Law Firm Marketing and The Prestige Pricing Strategy™
The strategy I am going to outline for you in this article is not for wimps. If you are not the kind of person who can stare adversity in the face and laugh, then you should stop reading immediately.
Today I am going to share something with you that less than two percent of all lawyers have the guts to implement. I call it The Prestige Pricing Strategy™. This is a strategy that can help you grow your revenue without increasing your workload.
There are two steps to implementing The Prestige Pricing Strategy™.
Step One: Build a Solid Value Proposition
Your clients cannot think of working with you as hiring a lawyer. They must view working with you as a good investment. This means: If you are a transactional lawyer, you make the transaction more valuable. If you are a criminal lawyer, you give the client their best opportunity to fulfill their earning potential by remaining free. If you are a divorce lawyer you give the client the best opportunity to keep his dignity and the assets he really wants.
In The Prestige Pricing Strategy™ you never, ever, quote your fee before you make certain the client understands the value they are receiving. Contrary to the belief of most lawyers, it is YOUR responsibility to make sure the client understands the value. Do not expect them to walk through the door, give you a hug and say “Boy am I glad I found you.” You have to HELP THEM feel that way by presenting the value your legal service will bring to their life.
Step Two: Charge Premium Prices
This is the easy part. If you have done a great job explaining the value of the service you provide, you can charge a significantly higher fee than anyone else in the market. You read that correctly. If you show the client your value, you owe it to yourself to be the highest priced lawyer in town.
Look at it this way: You can be Walmart or you can be Bergdorf Goodman. You can be Motel 6 or you can be The Ritz Carlton. You can be Jet Blue or you can be NetJets. Not everyone can afford the latter choice in these examples but, not everyone is their ideal client either.
Benefits of The Prestige Pricing Strategy™
Attracts the Best Clients
If you are seeing a great deal of crappy clients come through your doors, chances are good you are not charging enough money. Many lawyers believe that clients who pay high prices are more demanding. Nothing could be farther from the truth. The worst clients on the planet are the cheapskates who squeeze you for every nickel and dime. Let those folks work with another lawyer.
This is a mistake I made early on in my career. I never turned away anyone. I thought any business was good business. Boy was I wrong. This is the main reason I am making a HUGE change to my business in 2011. I will only be accepting 12 new one-on-one coaching clients. This forces me to be selective and quote a fair value-based fee with NO NEGOTIATION. This self imposed limit has already changed my own perception of my value. There are some clients who will not be able to work with me. I cannot be everything to everyone.

— Work request 1 —
Rewrite the law firm pricing article from "Look at it this" up to and including "with another lawyer.", substituting "bargain hunters" for "cheapskates".
— Work request 2 —
Write the next part of the law firm pricing article, picking up after its final sentence.

— Entries shown —
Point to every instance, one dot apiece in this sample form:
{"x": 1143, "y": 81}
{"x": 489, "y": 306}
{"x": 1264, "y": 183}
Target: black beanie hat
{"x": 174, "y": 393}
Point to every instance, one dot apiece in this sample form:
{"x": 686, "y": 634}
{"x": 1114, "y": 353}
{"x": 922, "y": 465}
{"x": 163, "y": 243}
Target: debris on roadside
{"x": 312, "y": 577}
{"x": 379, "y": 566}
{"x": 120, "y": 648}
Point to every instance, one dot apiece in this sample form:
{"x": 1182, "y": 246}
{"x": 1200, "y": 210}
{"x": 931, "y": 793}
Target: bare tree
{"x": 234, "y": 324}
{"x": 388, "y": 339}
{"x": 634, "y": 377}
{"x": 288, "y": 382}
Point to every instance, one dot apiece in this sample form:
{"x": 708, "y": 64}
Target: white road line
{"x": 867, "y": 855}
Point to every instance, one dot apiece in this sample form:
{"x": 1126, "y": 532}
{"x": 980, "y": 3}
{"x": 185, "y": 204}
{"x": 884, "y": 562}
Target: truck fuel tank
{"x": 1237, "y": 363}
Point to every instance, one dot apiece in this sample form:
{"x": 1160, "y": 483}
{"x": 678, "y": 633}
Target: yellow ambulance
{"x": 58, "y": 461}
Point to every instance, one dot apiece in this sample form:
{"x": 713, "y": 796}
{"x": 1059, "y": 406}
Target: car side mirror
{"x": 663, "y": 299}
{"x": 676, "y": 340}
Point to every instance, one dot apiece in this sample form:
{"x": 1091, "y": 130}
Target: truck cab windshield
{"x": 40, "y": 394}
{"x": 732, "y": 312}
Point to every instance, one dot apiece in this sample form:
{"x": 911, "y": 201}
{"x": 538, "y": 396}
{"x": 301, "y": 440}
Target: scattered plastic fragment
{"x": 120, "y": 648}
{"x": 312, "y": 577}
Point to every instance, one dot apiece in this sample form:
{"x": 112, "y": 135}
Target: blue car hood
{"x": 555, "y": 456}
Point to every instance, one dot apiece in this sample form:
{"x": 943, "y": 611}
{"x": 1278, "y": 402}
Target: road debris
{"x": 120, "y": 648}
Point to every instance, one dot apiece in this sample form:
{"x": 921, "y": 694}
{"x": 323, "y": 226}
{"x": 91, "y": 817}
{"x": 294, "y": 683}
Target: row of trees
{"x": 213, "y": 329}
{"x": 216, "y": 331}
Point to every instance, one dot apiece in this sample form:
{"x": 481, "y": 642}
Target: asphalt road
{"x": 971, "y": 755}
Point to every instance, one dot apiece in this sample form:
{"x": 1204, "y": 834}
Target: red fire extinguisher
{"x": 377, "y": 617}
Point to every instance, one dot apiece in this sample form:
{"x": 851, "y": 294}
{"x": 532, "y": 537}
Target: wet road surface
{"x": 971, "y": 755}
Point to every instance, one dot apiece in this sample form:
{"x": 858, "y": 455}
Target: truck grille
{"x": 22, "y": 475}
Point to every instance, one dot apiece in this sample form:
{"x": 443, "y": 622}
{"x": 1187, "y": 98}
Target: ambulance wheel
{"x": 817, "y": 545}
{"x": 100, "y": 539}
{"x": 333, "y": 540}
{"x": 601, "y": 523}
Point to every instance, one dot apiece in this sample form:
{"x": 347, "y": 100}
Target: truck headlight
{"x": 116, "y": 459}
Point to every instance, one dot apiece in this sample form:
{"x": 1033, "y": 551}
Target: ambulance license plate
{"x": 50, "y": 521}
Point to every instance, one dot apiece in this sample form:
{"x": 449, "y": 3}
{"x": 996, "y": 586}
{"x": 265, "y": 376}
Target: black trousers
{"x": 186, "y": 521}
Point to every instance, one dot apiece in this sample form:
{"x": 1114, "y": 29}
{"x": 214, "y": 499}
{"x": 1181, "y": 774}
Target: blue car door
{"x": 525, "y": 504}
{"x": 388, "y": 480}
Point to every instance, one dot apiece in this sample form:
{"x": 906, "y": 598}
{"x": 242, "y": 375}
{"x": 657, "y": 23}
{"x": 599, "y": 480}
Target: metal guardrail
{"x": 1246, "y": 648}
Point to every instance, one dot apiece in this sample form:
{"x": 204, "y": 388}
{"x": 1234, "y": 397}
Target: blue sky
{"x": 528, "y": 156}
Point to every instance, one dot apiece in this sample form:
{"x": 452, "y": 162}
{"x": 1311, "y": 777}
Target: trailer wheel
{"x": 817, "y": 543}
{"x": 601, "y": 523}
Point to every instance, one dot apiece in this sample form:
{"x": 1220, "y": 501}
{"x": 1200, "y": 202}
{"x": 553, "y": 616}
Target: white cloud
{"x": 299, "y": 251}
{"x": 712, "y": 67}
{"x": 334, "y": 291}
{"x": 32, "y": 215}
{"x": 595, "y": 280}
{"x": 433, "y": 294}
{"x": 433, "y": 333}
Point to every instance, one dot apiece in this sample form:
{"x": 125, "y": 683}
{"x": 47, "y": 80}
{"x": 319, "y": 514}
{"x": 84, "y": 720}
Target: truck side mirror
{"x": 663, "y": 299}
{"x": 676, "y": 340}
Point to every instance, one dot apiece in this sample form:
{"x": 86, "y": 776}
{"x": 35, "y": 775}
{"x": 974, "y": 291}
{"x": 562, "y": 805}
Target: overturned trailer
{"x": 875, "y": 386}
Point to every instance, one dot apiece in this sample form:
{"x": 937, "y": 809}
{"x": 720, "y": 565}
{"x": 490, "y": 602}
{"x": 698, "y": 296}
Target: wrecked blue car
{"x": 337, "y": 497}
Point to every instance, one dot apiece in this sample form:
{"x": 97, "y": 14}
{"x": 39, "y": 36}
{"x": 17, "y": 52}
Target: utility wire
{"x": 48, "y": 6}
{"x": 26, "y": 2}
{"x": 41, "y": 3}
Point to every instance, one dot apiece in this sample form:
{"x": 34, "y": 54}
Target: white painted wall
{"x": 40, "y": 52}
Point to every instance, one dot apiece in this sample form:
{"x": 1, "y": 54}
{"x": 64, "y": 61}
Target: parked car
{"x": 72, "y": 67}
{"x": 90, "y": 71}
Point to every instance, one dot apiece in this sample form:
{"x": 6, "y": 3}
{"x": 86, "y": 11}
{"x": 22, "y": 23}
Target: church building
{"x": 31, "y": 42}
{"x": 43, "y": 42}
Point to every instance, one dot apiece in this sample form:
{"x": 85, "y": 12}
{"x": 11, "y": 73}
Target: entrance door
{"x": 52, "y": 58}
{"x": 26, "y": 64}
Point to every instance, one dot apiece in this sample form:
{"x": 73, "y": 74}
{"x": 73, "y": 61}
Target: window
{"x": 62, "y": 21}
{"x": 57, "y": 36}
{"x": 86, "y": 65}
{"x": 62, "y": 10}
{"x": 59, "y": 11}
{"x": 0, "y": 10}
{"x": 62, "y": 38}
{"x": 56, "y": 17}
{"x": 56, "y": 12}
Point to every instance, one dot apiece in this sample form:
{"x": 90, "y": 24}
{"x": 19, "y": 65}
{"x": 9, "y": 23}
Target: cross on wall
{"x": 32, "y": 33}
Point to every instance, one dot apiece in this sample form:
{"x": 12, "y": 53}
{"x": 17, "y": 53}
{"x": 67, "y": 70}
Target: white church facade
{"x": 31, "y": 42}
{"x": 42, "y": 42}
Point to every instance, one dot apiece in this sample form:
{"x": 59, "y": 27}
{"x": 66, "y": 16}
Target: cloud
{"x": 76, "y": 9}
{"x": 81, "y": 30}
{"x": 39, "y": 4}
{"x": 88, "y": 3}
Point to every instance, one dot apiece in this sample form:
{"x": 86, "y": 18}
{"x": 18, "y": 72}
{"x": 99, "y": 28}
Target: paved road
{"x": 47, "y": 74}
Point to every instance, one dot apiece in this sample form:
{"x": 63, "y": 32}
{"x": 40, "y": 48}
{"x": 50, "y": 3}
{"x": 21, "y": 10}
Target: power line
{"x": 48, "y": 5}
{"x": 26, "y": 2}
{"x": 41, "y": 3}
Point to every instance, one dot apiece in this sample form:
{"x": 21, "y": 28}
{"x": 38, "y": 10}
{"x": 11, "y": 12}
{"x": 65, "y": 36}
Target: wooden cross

— Reply 1 —
Look at it this way: You can be Walmart or you can be Bergdorf Goodman. You can be Motel 6 or you can be The Ritz Carlton. You can be Jet Blue or you can be NetJets. Not everyone can afford the latter choice in these examples but, not everyone is their ideal client either.
Benefits of The Prestige Pricing Strategy™
Attracts the Best Clients
If you are seeing a great deal of crappy clients come through your doors, chances are good you are not charging enough money. Many lawyers believe that clients who pay high prices are more demanding. Nothing could be farther from the truth. The worst clients on the planet are the bargain hunters who squeeze you for every nickel and dime. Let those folks work with another lawyer.

— Reply 2 —
Allows You to Focus Your Business Development Time
This strategy is not about working less. This is about spending more time on marketing. Think about it: If you raise your fees and you work with fewer clients you will have more time available to concentrate on attracting the RIGHT TYPE of client. This time invested in marketing will help you keep the pipeline of prospective clients full at all times. It may even allow you to hire an associate to take on the overflow work.
In my firm I set up a waiting list for my Strategic Advisory Groups. Earlier this year an Immigration Attorney dropped out of one of my Miami groups. I replaced him with one phone call to someone from the waiting list. That waiting list is stocked with people who come from my marketing.
The Fee Commands Respect
Do you ever have trouble getting clients to do what you want them to do? Charging a fee that grabs the client’s attention will increase their compliance with your requests. In fact, a study conducted by Stanford University shows a strong correlation between price paid and happiness with the experience. The higher the price, the better the experience for the client. Why? Because compliance increases and compliance leads to better results.
My personal experience with this phenomenon has proven it to be accurate. In the past I have made barter arrangements with attorneys, exchanging my services for theirs. This has almost always resulted in the attorney devaluing my service and taking it for granted.
Drives a Wedge Between You and Your Competition
You want to be perceived as a better lawyer than your competitors. Yet you charge the same price as they charge (or less). What does that say about you? Are you worse or just foolish?
There are a few other people in the United States who do what I do. None of them is Ivy League Educated with two master’s degrees and 20 years of practical experience in business strategy. I have earned the right to charge high fees and I’m sure you have too.
Help your clients understand why you provide a better value and then charge accordingly.
Pride in Spending Effect
People want to work with the best. When they decide to hire the best lawyer, they want everyone to know about it. If you want more referrals, charging a high fee will help you achieve that goal.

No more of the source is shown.